**Prompt:** Pictures aside, copy exactly each line from the one that holds "x=713, y=267" through the last line of the records below.

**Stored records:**
================

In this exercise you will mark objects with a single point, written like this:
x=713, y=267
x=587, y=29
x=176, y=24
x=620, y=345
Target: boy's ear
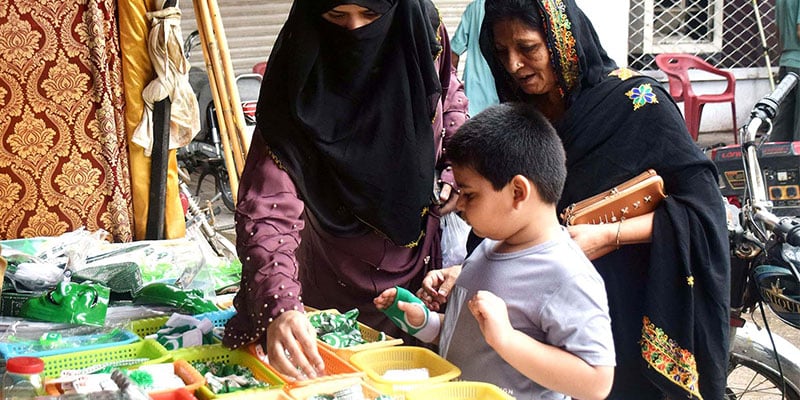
x=522, y=188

================

**Exercise output:**
x=713, y=267
x=587, y=29
x=176, y=24
x=620, y=345
Target: boy's ear
x=522, y=188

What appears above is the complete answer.